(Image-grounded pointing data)
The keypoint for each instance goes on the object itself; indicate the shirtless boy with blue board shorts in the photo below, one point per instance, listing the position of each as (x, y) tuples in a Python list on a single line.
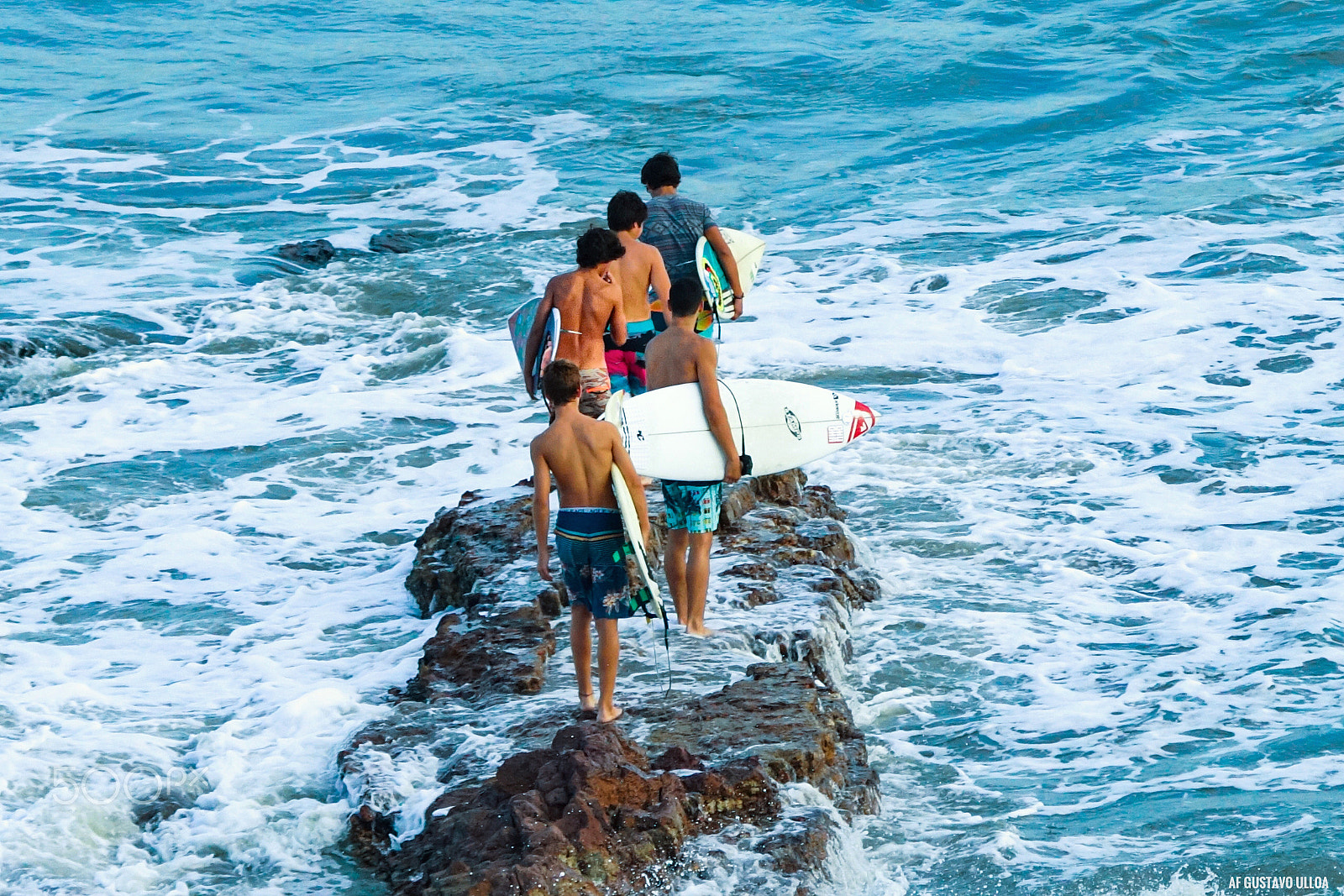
[(678, 356), (588, 530)]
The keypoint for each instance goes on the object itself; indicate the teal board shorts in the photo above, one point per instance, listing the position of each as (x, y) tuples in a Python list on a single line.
[(589, 543), (692, 506)]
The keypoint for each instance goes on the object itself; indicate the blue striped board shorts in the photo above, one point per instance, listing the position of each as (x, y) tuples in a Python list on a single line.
[(591, 544), (692, 506)]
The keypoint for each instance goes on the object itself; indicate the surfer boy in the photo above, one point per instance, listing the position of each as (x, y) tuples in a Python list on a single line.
[(676, 356), (675, 224), (588, 530), (589, 301), (636, 271)]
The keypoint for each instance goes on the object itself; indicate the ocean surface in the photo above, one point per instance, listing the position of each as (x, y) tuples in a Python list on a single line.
[(1085, 259)]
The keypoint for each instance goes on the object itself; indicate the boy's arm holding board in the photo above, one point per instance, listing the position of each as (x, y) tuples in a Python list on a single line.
[(707, 374)]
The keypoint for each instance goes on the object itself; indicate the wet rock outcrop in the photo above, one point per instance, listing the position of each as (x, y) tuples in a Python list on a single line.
[(581, 808), (593, 815)]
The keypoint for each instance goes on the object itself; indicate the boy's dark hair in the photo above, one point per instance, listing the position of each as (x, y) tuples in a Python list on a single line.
[(625, 211), (685, 297), (598, 246), (660, 170), (561, 382)]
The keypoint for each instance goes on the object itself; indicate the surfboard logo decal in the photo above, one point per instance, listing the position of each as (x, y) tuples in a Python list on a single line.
[(864, 421)]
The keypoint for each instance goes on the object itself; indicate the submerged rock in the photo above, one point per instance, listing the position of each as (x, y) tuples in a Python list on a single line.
[(593, 815), (586, 810), (313, 253)]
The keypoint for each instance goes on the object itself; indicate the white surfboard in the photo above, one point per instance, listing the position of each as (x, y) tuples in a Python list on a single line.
[(777, 423), (746, 250), (631, 523)]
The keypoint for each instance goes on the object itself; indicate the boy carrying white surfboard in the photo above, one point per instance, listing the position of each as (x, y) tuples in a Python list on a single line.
[(675, 356), (589, 533), (676, 223)]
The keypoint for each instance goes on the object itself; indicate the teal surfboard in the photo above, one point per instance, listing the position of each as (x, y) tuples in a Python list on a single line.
[(519, 327)]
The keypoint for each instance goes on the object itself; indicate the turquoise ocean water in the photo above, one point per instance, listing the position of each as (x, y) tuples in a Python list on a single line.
[(1085, 258)]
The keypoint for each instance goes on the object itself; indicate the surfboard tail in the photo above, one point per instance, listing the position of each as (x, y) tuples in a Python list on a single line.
[(864, 418)]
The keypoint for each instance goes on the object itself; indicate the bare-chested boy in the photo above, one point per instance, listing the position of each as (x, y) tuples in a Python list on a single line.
[(589, 301), (676, 356), (636, 271), (588, 530)]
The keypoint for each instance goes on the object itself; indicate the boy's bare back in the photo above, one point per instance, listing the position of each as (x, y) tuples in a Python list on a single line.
[(640, 269), (678, 356), (580, 453), (588, 304)]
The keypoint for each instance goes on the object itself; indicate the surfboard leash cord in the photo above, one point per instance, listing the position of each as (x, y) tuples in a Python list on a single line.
[(745, 459)]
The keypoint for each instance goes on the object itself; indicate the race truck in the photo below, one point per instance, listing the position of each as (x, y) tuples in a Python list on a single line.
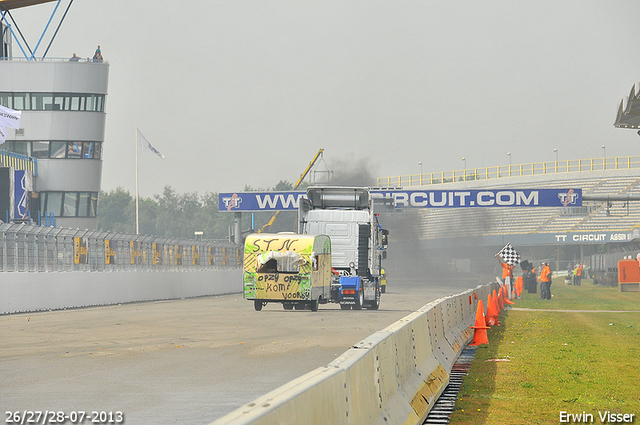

◆ Task item:
I'd like the entries above repeated exactly, but without any of their pictures.

◆ Finished exercise:
The keypoint for each instance goes on the object itself; indicate the shirtless boy with blue board shorts in the photo below, one point per instance, listing the position of each as (x, y) tuples in a Python list on a single line.
[(678, 356), (588, 530)]
The keypoint for each instance goes on the object itself; indicate the teal board shorts in the photo above, one point per instance, listing the position of each as (x, y) tuples in a Python list on a single line.
[(589, 543), (692, 506)]
The keypoint for each instance goes on the object itself; indicate the blue striped board shorts in the photo above, one point per instance, listing the position of each as (x, y) tuples in a Python list on a single line.
[(591, 544), (692, 506)]
The keypoint for each instance goes on the object itself; indicate the surfer boy in the photo above, one point per instance, listing the position of each as (x, y) tuples in a Python list on a single line.
[(676, 356), (675, 224), (588, 530), (589, 301), (636, 271)]
The keypoint for each instance goes on the object itself; indicate the ocean surface in the photo above, one point per instance, listing the position of each as (x, y) tuples in a Python list on a single line.
[(1085, 259)]
The keypoint for each instance goes on the object itself; indicate the boy's arm holding board in the photo above, one point per instance, listing the position of each as (x, y) tuples in a Python list on a single line.
[(707, 374)]
The keypoint for each instance goes on the object itself; indicate the wet rock outcrop in the photo above, one point per instance, listing the position of each as (x, y) tuples in a Python list on a single line.
[(581, 808), (593, 815)]
The keypoint for each instance goes on the object itself; indicate the boy's dark hair in the photo above, one point per instance, listing the position of each as (x, y) tuples in a Python list on a single line.
[(625, 211), (685, 297), (598, 246), (660, 170), (561, 382)]
The keypoint for each instance goes on the object itself; indicate the surfboard logo decal in the photo above, one point per instance, listing the position of each as (x, y) tuples in a Python list on a single line.
[(864, 421)]
The keypoint for each instance goes on the object itself; indicate the submerged rock in the photo above, one point per instance, listing the position of each as (x, y) tuples in a Python list on a single line.
[(593, 815), (586, 810), (313, 253)]
The keypoint for each instance goes on the object itself; indicate the white surfboard in the photo above, one point per instance, listing the position of each as (x, y) tuples in a Python list on a single line.
[(777, 423), (746, 250), (631, 523)]
The keypoint for each instance goes on the object itself; indicate the boy carrying white surfboard in the photo above, one point per instance, listing the position of each as (x, y) tuples in a Python list on a single line.
[(675, 356), (589, 533), (676, 223)]
The keypoint for each instance goes on the object itself; indicate the teal surfboard in the photo above, one point per instance, listing the position of each as (x, y) tuples in a Python list on a single line.
[(519, 327)]
The keypoint for each instance goes on the object itself; indicate the turquoise ocean water in the photo above, one point per instance, listing the position of each as (x, y) tuples in a Python list on a single line.
[(1085, 258)]
The keypoint for each instance goes on the object itself; indicate the surfboard tail in the photo above, one point per instance, listing the position of each as (x, y) tuples in a Python list on a single line.
[(864, 418)]
The keypoint for each instance goes on the object itself; indicate the bare-chested boy in the photo above, one point per instance, listing the position of each as (x, y) tuples in a Python list on a single line.
[(589, 301), (676, 356), (636, 271), (588, 530)]
The keypoint for each instance goes on the object itself; indicate the boy's bare back in the photo above, one point per instance, listing the position of each as (x, y) tuples in a Python list on a single line.
[(640, 269), (678, 356), (580, 453), (588, 304)]
The keypoint for each instance goes on the object itself; indicate the surfboard leash cord in the photo above, one point per instance, listing the position of each as (x, y) tuples in a Python list on a single line.
[(745, 459)]
The keypoint for each instance goes on the object itself; indicate the race truck in the photo below, one point per instance, listing the position of each as (x, y) tuples in a Python list on a single line.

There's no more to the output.